=== RECORDS ===

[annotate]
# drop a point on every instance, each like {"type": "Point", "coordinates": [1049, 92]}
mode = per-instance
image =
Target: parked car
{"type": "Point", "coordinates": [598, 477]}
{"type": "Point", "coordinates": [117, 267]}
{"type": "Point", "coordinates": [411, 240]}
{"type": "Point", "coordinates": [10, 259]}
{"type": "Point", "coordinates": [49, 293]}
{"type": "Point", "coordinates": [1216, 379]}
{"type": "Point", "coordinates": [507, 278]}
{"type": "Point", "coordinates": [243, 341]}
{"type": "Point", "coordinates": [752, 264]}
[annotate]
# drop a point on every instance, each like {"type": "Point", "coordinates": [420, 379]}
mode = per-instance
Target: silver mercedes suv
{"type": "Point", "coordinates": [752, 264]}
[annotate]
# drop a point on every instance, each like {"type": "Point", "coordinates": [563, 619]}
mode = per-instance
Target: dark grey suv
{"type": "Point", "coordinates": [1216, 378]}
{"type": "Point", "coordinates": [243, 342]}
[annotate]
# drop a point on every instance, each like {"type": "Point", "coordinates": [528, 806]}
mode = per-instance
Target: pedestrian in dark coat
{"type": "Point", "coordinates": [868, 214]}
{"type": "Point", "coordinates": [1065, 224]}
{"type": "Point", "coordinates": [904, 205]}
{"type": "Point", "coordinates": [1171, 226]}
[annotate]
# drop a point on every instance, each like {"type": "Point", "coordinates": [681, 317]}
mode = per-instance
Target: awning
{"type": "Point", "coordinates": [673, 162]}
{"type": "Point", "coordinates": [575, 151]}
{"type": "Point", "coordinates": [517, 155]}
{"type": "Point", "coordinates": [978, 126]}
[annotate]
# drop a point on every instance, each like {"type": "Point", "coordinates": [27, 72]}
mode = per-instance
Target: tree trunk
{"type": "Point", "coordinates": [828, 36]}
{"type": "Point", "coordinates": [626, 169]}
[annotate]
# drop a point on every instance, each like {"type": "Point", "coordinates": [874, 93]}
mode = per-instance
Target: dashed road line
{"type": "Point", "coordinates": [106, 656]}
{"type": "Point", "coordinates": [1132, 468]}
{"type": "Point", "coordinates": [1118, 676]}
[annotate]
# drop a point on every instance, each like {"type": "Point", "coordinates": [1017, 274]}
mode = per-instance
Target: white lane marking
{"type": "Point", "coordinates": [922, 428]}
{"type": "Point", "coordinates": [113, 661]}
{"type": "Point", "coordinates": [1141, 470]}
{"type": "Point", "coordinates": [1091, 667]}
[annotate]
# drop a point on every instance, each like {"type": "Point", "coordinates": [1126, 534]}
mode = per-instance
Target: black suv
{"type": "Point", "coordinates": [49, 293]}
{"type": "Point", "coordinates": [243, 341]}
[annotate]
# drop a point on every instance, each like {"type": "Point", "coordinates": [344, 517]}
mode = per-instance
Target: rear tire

===

__PROBLEM__:
Nothing should be left out: repeat all of the data exactly.

__OUTPUT BELOW__:
[annotate]
# drop a point on every instance, each like {"type": "Point", "coordinates": [1049, 92]}
mode = per-instance
image =
Target: parked car
{"type": "Point", "coordinates": [598, 477]}
{"type": "Point", "coordinates": [117, 267]}
{"type": "Point", "coordinates": [411, 240]}
{"type": "Point", "coordinates": [10, 259]}
{"type": "Point", "coordinates": [49, 293]}
{"type": "Point", "coordinates": [1216, 379]}
{"type": "Point", "coordinates": [507, 278]}
{"type": "Point", "coordinates": [243, 341]}
{"type": "Point", "coordinates": [752, 264]}
[annotate]
# drop a point on every instance, each like {"type": "Point", "coordinates": [420, 379]}
mode = per-instance
Target: silver mercedes suv
{"type": "Point", "coordinates": [752, 264]}
[annotate]
# drop a point on every instance, each like {"type": "Point", "coordinates": [563, 619]}
mode = per-instance
Target: dark grey suv
{"type": "Point", "coordinates": [1216, 378]}
{"type": "Point", "coordinates": [243, 342]}
[annotate]
# drop a point on every instance, each like {"type": "Point", "coordinates": [528, 806]}
mode = per-instance
Target: pedestrian in dark coat
{"type": "Point", "coordinates": [868, 214]}
{"type": "Point", "coordinates": [1065, 224]}
{"type": "Point", "coordinates": [904, 205]}
{"type": "Point", "coordinates": [1171, 226]}
[annotate]
# drop a point on every instance, each like {"type": "Point", "coordinates": [681, 317]}
mode = per-instance
Target: awning
{"type": "Point", "coordinates": [673, 162]}
{"type": "Point", "coordinates": [575, 151]}
{"type": "Point", "coordinates": [517, 155]}
{"type": "Point", "coordinates": [978, 126]}
[annotate]
# drop a point on every instance, each like {"type": "Point", "coordinates": [27, 72]}
mode = per-instance
Target: tree trunk
{"type": "Point", "coordinates": [828, 36]}
{"type": "Point", "coordinates": [626, 169]}
[annotate]
# drop a point on every instance, each like {"type": "Point", "coordinates": [874, 93]}
mode = per-instance
Target: dashed road line
{"type": "Point", "coordinates": [106, 656]}
{"type": "Point", "coordinates": [1132, 468]}
{"type": "Point", "coordinates": [1118, 676]}
[annotate]
# drop a point on every instance, each like {"type": "Point", "coordinates": [1017, 274]}
mode = per-instance
Target: white lane marking
{"type": "Point", "coordinates": [922, 428]}
{"type": "Point", "coordinates": [113, 661]}
{"type": "Point", "coordinates": [1141, 470]}
{"type": "Point", "coordinates": [1091, 667]}
[annotate]
# drop a point on every instance, each like {"type": "Point", "coordinates": [1126, 534]}
mode = per-instance
Target: black suv
{"type": "Point", "coordinates": [49, 293]}
{"type": "Point", "coordinates": [243, 341]}
[annotate]
# drop a point on every instance, each like {"type": "Point", "coordinates": [344, 517]}
mode = per-instance
Target: rear tire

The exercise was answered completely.